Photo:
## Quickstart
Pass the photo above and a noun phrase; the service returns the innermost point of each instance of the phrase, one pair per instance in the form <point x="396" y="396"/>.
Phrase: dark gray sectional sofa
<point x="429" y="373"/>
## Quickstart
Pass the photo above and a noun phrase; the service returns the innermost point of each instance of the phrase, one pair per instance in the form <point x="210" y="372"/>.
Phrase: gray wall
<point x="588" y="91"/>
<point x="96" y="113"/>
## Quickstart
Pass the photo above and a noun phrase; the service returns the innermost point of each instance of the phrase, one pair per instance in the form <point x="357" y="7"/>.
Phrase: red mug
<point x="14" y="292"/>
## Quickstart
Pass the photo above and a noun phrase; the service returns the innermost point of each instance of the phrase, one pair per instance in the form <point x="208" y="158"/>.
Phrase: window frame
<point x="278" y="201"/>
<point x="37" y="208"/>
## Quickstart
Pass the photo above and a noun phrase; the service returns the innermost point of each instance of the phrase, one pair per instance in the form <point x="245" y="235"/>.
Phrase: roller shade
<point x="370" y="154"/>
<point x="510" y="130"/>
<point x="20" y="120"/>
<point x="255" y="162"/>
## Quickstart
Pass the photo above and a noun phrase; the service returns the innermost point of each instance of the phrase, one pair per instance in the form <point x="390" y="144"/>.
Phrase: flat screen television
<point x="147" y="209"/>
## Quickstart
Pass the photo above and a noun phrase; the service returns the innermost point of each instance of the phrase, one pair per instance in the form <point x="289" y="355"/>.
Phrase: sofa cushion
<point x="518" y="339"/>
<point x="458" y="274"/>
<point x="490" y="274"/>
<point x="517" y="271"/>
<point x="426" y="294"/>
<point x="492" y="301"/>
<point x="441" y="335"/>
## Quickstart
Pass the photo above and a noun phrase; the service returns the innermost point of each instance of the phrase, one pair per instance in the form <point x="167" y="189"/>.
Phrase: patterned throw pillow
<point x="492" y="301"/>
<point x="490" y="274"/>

☆ ☆ ☆ ☆ ☆ ☆ ☆

Reproduce the data, keeping every line exactly the same.

Photo:
## Quickstart
Pass the photo above and a noun phrase; the service returns the innermost point of each instance of the phrase, one pair per instance in the form <point x="396" y="396"/>.
Phrase: dark gray sectional sofa
<point x="429" y="373"/>
## Quickstart
Pass the photo above and a noun phrase; the service returns the innermost point of each instance of the phrase, one pair per instance in the form <point x="210" y="372"/>.
Phrase: gray wall
<point x="588" y="91"/>
<point x="96" y="113"/>
## Quickstart
Pass the photo above and a noun phrase; the service returns the innermost point of each instance of the phrase, one pair per instance in the form <point x="357" y="7"/>.
Phrase: red mug
<point x="14" y="292"/>
## Quickstart
Pass the photo above and a noun phrase; the service returns the innermost point of each instance of the phrase, one pair per instance in the form <point x="208" y="158"/>.
Phrase: window frame
<point x="278" y="201"/>
<point x="37" y="208"/>
## Quickstart
Pass the photo above and a noun phrase; the service returns the innermost point of each instance of the phrase, one pair per instance in the form <point x="245" y="235"/>.
Phrase: roller shade
<point x="370" y="154"/>
<point x="510" y="130"/>
<point x="20" y="120"/>
<point x="255" y="162"/>
## Quickstart
Pass the photo above and a noun phrase; the service returns the innermost point of each instance of the phrase, one pair per instance in the form <point x="390" y="144"/>.
Phrase: flat screen television
<point x="147" y="209"/>
## Quickstart
Pass the photo above and a noun phrase; the service returns the innermost point of each instance of the phrase, one pair per instance in the form <point x="289" y="355"/>.
Phrase: sofa cushion
<point x="518" y="339"/>
<point x="458" y="274"/>
<point x="490" y="274"/>
<point x="517" y="271"/>
<point x="426" y="294"/>
<point x="492" y="301"/>
<point x="441" y="335"/>
## Quickstart
Pass the photo above and a noun phrase; the service returns the innermost point of each instance of the phrase, one pair per instance in the form <point x="167" y="189"/>.
Phrase: patterned throw pillow
<point x="492" y="301"/>
<point x="490" y="274"/>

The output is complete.